> Written task A:
Set down the portion of the Budapest travel text starting at "Gathered heroes" and ending at "in his hands.", word for word.
> Written task B:
Please supply the next part of the Budapest travel text, picking up right after its final sentence.

======== Source

Dohány Street Synagogue
The city is home to the third largest Parliament building in the world, once the largest in the world. We saw it, but didn’t visit this time. We did in 2008.

Parliament Building
We stopped in Heroes' Square, which features statues of the Seven Chieftains of the Magyars and other important Hungarian national leaders  ... 

Gathered heroes
... plus mythical figures, including a symbol of peace and of war ...

This looks like war
The central feature is the Millennium Memorial, constructed in from 1896-1900 to commemorate the 1000ndth anniversary of the Hungarian conquest of the Carpathian Basin and the foundation of the Hungarian state in 1896.

Very monumental
It was part of a much larger construction project that also included the expansion and refurbishing of Andrássy Avenue and the construction of the first metro line in Budapest.

Monument
There is a very tall column in the center that is topped with a statue depicting
 the Archangel Gabriel holding the Hungarian Holy Crown and the apostolic double cross in his hands.

================
======== Excerpted records

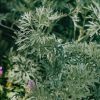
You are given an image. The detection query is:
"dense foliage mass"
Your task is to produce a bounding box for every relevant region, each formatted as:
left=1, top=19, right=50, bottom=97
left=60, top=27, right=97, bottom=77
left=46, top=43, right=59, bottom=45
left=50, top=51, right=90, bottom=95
left=0, top=0, right=100, bottom=100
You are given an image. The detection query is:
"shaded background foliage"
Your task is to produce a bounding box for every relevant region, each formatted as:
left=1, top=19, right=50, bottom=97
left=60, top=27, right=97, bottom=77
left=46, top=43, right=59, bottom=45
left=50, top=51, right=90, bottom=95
left=0, top=0, right=100, bottom=100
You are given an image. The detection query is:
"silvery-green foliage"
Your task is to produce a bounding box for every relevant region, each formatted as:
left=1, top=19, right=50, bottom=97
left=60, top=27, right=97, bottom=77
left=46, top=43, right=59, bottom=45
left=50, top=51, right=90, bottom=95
left=9, top=0, right=100, bottom=100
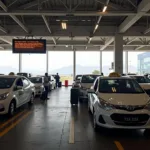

================

> Task response A:
Gathered heroes
... plus mythical figures, including a symbol of peace and of war ...

This looks like war
The central feature is the Millennium Memorial, constructed in from 1896-1900 to commemorate the 1000ndth anniversary of the Hungarian conquest of the Carpathian Basin and the foundation of the Hungarian state in 1896.

Very monumental
It was part of a much larger construction project that also included the expansion and refurbishing of Andrássy Avenue and the construction of the first metro line in Budapest.

Monument
There is a very tall column in the center that is topped with a statue depicting
 the Archangel Gabriel holding the Hungarian Holy Crown and the apostolic double cross in his hands.

> Task response B:
When the monument was originally constructed, Hungary was a part of the Austro-Hungarian Empire and five spaces on the colonnade were reserved for statues of the ruling Habsburg dynasty. 

The monument was damaged in World War II and, when it was rebuilt, the Habsburgs were replaced. 

At the front of the monument is a large stone cenotaph dedicated "To the memory of the heroes who gave their lives for the freedom of our people and our national independence." While some guide books refer to this as a "tomb," it is not a burial place.

When we went up to Castle Hill, the weather had deteriorated to the point that Scott, Craig and Cheri stopped at a coffee shop and didn’t even go to the top. I did in a brutal wind. 

It was Sunday, so we weren’t able to go in Matthias church, which is a big shame (I should have gone that day the bus made me wait so long). I did, however, get to hear the bells chime. Click below to enjoy it yourself.


Originally named after the Virgin Mary, Matthias Church was named after King Matthias in the 19th Century. 

Matthias Church was originally built in Romanesque style in 1015, although no archaeological remains exist. The current late-Gothic-style building was built in the second half of the 14th century and was extensively restored in the late 19th century.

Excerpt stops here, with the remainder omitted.